───── Exercise material ─────
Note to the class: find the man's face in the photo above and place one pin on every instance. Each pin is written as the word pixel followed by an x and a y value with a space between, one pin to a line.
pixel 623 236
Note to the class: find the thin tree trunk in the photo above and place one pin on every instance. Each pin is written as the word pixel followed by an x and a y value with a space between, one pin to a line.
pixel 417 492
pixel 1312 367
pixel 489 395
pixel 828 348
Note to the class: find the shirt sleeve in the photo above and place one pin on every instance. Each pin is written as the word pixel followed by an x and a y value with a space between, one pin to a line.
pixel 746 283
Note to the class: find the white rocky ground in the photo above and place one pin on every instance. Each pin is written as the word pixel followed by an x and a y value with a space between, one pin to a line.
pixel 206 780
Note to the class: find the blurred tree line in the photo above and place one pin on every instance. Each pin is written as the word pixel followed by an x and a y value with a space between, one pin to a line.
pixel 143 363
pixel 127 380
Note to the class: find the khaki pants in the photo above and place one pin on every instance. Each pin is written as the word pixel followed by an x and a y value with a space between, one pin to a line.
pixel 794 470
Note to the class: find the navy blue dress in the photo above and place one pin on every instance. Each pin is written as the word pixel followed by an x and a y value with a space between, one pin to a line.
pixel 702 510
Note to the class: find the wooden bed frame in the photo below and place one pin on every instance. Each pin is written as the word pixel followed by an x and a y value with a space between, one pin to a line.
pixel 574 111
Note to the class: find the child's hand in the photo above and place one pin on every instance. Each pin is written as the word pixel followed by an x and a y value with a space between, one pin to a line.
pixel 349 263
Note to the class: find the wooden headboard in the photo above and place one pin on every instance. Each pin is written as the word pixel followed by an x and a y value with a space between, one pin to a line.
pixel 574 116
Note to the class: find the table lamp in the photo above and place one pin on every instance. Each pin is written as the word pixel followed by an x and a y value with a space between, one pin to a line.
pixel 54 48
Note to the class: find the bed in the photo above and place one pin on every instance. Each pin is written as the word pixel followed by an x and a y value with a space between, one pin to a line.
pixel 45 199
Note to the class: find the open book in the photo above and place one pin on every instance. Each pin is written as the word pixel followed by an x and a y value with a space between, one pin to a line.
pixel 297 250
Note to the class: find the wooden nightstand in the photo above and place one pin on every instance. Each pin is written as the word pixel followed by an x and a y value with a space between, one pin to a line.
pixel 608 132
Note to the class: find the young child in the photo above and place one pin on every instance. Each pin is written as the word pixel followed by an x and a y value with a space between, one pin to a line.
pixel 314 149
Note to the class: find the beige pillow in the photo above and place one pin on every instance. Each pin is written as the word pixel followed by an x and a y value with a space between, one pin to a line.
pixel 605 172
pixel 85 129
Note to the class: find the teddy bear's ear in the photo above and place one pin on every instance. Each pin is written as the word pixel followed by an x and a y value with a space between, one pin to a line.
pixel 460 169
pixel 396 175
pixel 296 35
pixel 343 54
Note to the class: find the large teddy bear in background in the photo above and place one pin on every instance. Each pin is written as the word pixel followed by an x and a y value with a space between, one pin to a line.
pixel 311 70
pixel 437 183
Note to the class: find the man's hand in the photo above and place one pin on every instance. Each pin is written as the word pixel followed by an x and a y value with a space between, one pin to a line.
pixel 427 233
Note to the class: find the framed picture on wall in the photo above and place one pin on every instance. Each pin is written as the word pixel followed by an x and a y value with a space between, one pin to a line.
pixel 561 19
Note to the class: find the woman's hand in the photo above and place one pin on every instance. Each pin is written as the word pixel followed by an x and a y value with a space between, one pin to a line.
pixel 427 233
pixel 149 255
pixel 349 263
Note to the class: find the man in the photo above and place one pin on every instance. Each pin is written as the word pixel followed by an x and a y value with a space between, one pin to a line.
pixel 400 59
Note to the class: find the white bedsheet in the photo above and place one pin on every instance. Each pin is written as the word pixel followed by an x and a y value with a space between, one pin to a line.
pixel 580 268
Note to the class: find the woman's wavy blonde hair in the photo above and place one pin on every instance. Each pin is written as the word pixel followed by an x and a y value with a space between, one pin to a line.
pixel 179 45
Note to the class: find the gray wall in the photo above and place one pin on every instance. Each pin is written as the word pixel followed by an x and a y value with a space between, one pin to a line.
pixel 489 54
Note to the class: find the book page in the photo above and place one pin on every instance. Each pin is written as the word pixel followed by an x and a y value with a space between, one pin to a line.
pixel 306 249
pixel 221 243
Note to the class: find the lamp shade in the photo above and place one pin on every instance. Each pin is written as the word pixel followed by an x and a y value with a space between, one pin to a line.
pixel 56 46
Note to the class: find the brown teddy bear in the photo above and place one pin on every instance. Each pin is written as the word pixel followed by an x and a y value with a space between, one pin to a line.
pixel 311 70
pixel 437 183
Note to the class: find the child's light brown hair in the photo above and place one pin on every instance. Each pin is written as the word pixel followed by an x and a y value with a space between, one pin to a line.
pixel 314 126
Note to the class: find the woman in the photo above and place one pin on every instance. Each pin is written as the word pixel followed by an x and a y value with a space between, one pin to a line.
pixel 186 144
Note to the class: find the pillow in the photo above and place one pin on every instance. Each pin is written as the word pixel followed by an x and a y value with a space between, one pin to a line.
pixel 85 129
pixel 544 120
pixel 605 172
─────
◆ **Given task**
Render the lines above as a Markdown table with the columns Row and Line, numbering each line in order and leaving out any blank ones.

◆ **Result**
| Row | Line |
|---|---|
| 1 | Note to the class: find the man's face in the photo above and place one pin on every instance. Each pin is written as the word pixel followed by an x and a y value with a space between, one pin to a line. |
| 2 | pixel 623 236 |
| 3 | Note to the class: find the thin tree trunk in the photo above and place one pin on every instance. Each pin is written as the word pixel followed by an x and a y value with a space between, one pin to a line. |
| 4 | pixel 417 492 |
| 5 | pixel 1312 367 |
| 6 | pixel 489 395 |
| 7 | pixel 828 348 |
| 8 | Note to the class: find the shirt sleeve in the photo above and place one pin on every instance. Each pin is written as the word pixel followed by an x and a y value with a space between, one pin to a line. |
| 9 | pixel 746 283 |
| 10 | Note to the class: find the white rocky ground in the photo above and place one pin on every instance. Each pin is written as the word pixel followed by an x and a y value with a space between, one pin to a line. |
| 11 | pixel 206 780 |
| 12 | Note to the class: find the blurred tree line in the photo above and place one pin on every instance. Each pin is written as the word pixel followed by an x and a y value with a space between, one pin to a line. |
| 13 | pixel 143 363 |
| 14 | pixel 127 380 |
| 15 | Note to the class: find the khaki pants in the photo above and place one pin on every instance. Each pin is written as the word pixel followed by an x and a y value with a space between, one pin to a line. |
| 16 | pixel 794 470 |
| 17 | Note to the class: find the navy blue dress in the photo above and place one pin on every instance. Each pin is written as the word pixel followed by an x and a y value with a space between, one pin to a line. |
| 18 | pixel 702 510 |
| 19 | Note to the class: find the wooden bed frame in the photo below and place one pin on every instance. Each pin is written as the word pixel followed by an x and a y value with a space between, one pin to a line. |
| 20 | pixel 574 111 |
| 21 | Note to the class: find the child's hand in the photo above and place one pin on every instance. Each pin is written as the word pixel followed by an x and a y value with a space between, one pin to a line. |
| 22 | pixel 349 263 |
| 23 | Note to the class: find the wooden headboard in the photo above and place one pin on every instance. Each pin is written as the word pixel followed by an x and a y value with a space between, one pin to a line. |
| 24 | pixel 574 116 |
| 25 | Note to the class: find the table lamp in the photo above and place one pin on every instance. Each pin is written as the word pixel followed by an x and a y value with a space between, one pin to a line. |
| 26 | pixel 54 48 |
| 27 | Note to the class: find the bed in the photo above and place one pin on every instance. Each pin is written as the word pixel followed by an x and a y value with a space between, one pin to a line. |
| 28 | pixel 45 199 |
| 29 | Note to the class: find the open book in the photo above and place one pin on every instance. Each pin is written as the word pixel followed by an x and a y value with a space between, one pin to a line. |
| 30 | pixel 297 250 |
| 31 | Note to the class: find the wooden nightstand in the photo above and place one pin on every instance. Each pin is written as the word pixel followed by an x and a y value with a space between, one pin to a line. |
| 32 | pixel 608 132 |
| 33 | Note to the class: find the young child in the photo above and place one pin on every instance. Each pin is written as the word pixel followed by an x and a y value with a space between, one pin to a line. |
| 34 | pixel 314 149 |
| 35 | Note to the class: find the beige pillow in the photo above and place one pin on every instance. Each pin is written as the word pixel followed by an x and a y value with a space between, one pin to a line. |
| 36 | pixel 605 172 |
| 37 | pixel 85 129 |
| 38 | Note to the class: find the teddy bear's ear in the photo above and place one pin on every instance. Each pin is written as the word pixel followed by an x and a y value with a space between, one pin to a line. |
| 39 | pixel 460 169 |
| 40 | pixel 396 175 |
| 41 | pixel 296 35 |
| 42 | pixel 343 54 |
| 43 | Note to the class: find the large teddy bear in background in the photo above and place one pin on every instance. Each pin is written as the word pixel followed by an x and a y value with a space between, one pin to a line. |
| 44 | pixel 311 70 |
| 45 | pixel 437 183 |
| 46 | Note to the class: find the man's hand in the photo above and place one pin on every instance. Each pin is written as the word pixel followed by an x and a y value with a space between, one pin to a line. |
| 47 | pixel 427 233 |
| 48 | Note to the class: find the framed picture on wall in the photo above and place one pin on every instance. Each pin is written as the word pixel followed by an x and a y value with a space between, one pin to a line. |
| 49 | pixel 561 19 |
| 50 | Note to the class: find the woman's hand in the photo above and place one pin on every instance. Each pin is written as the word pixel followed by an x and a y value with a space between, one pin to a line. |
| 51 | pixel 427 233 |
| 52 | pixel 149 255 |
| 53 | pixel 349 263 |
| 54 | Note to the class: find the man in the photo above and place one pin on every instance. Each pin is written as the word pixel followed by an x and a y value with a space between, one pin to a line. |
| 55 | pixel 400 59 |
| 56 | Note to the class: find the white bedsheet in the photo above and place one pin on every instance. Each pin is written as the word pixel followed by an x and a y value with a space between, one pin to a line. |
| 57 | pixel 580 268 |
| 58 | Note to the class: find the woman's wavy blonde hair in the photo above and place one pin on every instance. Each pin is written as the word pixel followed by an x and a y value with a space between, one pin to a line. |
| 59 | pixel 179 45 |
| 60 | Note to the class: find the gray wall in the photo above and place one pin on every instance. Each pin is written as the word pixel followed by an x and a y value with a space between, one pin to a line. |
| 61 | pixel 489 54 |
| 62 | Note to the class: find the book page in the photo above and place one pin on every instance. Each pin is written as the word pixel followed by an x and a y value with a space between, one pin to a line. |
| 63 | pixel 306 249 |
| 64 | pixel 221 243 |
| 65 | Note to the class: find the lamp shade in the photo above and place one pin on every instance. Each pin is written as the word pixel followed by an x and a y value with a space between, one pin to a line. |
| 66 | pixel 56 46 |
| 67 | Note to the class: find the brown teddy bear in the photo above and place one pin on every instance. Each pin is written as the word pixel followed by an x and a y value with a space between, one pin to a line. |
| 68 | pixel 311 70 |
| 69 | pixel 437 183 |
| 70 | Note to the class: find the child's light brown hair in the photo above and place one pin on every instance. Each pin is written as the word pixel followed by an x and a y value with a space between, one pin to a line. |
| 71 | pixel 314 126 |
| 72 | Note to the class: find the woman in the photo above and place one pin on every instance. Each pin is written as the word pixel followed by an x and a y value with a space between, one pin to a line. |
| 73 | pixel 186 144 |
| 74 | Note to the class: find the pillow in the photo above and place one pin on every instance. Each pin is written as the word pixel followed by an x and a y value with a space between, one pin to a line. |
| 75 | pixel 85 129 |
| 76 | pixel 544 120 |
| 77 | pixel 605 172 |